[START DATA PROVIDED]
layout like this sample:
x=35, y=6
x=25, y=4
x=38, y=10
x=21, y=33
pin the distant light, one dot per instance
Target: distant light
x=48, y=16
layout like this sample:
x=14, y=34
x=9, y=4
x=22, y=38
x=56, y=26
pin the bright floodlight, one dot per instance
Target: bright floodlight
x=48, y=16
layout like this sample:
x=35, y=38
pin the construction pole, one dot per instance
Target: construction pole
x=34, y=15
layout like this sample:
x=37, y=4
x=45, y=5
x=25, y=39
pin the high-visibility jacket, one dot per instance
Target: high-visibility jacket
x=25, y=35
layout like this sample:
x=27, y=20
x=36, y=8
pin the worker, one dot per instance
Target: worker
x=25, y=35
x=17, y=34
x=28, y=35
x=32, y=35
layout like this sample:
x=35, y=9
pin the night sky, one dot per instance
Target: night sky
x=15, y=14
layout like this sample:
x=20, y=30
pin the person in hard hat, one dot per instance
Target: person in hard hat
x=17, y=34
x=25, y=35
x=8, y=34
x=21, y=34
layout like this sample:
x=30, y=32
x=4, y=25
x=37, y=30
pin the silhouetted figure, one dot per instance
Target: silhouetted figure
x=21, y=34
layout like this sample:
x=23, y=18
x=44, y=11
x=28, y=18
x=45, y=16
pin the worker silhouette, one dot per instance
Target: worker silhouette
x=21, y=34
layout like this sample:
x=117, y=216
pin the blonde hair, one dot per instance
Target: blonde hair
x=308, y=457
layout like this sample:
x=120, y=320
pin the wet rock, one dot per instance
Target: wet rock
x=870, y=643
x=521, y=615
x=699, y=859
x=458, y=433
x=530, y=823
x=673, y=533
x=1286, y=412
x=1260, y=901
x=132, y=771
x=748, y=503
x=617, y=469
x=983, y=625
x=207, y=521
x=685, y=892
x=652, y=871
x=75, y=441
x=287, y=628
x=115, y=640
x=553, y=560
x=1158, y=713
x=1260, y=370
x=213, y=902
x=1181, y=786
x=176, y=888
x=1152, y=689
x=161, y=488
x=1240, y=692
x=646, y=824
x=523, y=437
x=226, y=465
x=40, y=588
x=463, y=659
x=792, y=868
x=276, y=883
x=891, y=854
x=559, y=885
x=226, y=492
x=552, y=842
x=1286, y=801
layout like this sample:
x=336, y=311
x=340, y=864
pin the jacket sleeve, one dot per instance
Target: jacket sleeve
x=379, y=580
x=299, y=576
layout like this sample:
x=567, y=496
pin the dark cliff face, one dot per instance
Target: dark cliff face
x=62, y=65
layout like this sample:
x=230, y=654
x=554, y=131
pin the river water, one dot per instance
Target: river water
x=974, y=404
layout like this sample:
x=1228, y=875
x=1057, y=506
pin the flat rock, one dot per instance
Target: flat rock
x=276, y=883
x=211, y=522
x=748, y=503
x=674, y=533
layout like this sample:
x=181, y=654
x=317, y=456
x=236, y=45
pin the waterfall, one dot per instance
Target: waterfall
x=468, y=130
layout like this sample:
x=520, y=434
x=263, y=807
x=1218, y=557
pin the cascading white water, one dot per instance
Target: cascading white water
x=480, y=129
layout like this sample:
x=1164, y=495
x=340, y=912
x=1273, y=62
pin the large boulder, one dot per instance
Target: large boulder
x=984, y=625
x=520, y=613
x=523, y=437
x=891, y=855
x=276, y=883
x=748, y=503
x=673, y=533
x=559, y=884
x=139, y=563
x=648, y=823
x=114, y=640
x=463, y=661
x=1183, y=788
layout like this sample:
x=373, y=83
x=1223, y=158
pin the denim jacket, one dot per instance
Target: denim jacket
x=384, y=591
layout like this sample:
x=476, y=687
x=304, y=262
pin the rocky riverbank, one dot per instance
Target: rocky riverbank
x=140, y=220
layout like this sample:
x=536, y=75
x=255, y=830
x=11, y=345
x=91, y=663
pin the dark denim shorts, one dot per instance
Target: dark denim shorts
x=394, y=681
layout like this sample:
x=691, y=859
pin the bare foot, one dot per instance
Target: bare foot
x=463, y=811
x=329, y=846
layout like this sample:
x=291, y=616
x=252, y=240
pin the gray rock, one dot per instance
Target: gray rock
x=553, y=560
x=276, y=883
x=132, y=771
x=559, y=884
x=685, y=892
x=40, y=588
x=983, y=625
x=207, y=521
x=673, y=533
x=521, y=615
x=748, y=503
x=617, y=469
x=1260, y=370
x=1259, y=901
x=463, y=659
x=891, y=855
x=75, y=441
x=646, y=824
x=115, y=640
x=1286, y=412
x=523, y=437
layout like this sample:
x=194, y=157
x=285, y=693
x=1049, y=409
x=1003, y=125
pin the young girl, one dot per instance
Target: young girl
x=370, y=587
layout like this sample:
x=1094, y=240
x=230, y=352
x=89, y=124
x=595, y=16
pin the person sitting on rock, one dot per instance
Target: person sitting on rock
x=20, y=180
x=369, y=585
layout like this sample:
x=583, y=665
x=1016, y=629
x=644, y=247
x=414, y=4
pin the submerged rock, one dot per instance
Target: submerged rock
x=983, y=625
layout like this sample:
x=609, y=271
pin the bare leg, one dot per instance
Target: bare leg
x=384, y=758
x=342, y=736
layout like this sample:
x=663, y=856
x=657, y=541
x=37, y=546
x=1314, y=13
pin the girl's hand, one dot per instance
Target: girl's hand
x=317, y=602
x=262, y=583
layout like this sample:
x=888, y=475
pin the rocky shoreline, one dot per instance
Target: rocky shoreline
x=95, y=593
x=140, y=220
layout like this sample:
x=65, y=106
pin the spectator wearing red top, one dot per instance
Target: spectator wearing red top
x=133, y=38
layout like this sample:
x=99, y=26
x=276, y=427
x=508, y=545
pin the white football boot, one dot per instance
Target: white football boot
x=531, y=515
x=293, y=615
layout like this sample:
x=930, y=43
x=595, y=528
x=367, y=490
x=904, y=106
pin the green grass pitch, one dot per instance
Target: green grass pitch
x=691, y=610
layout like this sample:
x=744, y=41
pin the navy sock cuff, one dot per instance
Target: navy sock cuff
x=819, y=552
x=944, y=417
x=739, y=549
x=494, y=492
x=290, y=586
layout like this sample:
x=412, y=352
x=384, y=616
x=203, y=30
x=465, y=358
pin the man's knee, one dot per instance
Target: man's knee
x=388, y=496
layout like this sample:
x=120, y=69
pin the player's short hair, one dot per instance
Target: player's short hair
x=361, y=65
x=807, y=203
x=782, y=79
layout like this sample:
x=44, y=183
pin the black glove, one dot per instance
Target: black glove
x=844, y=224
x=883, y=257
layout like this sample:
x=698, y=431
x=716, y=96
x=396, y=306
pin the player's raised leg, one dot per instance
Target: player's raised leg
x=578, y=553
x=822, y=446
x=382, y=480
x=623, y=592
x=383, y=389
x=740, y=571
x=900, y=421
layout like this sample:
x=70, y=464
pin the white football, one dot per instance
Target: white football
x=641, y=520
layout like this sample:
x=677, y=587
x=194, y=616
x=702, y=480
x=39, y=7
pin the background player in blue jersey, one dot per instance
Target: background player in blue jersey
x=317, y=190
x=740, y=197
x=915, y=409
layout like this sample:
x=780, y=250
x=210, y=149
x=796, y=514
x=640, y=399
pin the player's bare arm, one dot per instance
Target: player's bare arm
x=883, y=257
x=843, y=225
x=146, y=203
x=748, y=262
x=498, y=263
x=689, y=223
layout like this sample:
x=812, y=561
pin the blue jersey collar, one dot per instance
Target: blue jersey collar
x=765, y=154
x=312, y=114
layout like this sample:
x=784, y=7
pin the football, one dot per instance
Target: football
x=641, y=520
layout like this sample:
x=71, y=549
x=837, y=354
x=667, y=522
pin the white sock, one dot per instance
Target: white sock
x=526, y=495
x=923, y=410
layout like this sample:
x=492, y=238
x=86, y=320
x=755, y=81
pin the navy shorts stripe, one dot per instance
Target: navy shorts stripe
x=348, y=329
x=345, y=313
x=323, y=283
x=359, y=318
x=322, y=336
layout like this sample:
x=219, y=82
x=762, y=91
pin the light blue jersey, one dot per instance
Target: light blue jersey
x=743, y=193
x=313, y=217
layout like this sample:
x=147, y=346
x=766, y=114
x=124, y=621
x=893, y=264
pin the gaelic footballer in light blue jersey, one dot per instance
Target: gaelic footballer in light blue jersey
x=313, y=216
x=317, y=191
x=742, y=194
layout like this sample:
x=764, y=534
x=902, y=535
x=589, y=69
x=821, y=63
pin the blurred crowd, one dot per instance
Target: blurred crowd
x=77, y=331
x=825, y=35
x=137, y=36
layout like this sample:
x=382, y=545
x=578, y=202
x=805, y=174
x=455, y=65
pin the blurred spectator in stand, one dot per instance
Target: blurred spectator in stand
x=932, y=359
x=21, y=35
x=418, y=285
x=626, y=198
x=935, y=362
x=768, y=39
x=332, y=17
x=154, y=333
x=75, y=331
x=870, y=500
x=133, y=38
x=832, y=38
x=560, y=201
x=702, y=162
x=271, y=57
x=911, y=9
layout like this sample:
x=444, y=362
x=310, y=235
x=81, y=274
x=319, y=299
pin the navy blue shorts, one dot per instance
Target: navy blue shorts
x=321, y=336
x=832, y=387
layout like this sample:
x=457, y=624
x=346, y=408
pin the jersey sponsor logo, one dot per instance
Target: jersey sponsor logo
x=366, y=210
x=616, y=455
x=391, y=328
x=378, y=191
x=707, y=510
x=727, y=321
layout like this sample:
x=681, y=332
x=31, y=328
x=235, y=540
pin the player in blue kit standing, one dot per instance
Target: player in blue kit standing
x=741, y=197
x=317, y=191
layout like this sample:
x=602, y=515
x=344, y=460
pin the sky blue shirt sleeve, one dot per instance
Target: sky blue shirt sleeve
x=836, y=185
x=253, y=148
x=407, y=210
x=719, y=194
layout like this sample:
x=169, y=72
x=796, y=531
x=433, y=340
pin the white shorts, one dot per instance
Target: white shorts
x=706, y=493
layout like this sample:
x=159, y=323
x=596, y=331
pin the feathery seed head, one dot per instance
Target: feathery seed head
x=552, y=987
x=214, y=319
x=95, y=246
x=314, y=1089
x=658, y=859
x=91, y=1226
[END DATA PROVIDED]
§ PROBLEM REQUIREMENTS:
How many lines in the data above contain the string "background"? Case counts. Reply with the number alone.

§ THE OUTPUT:
2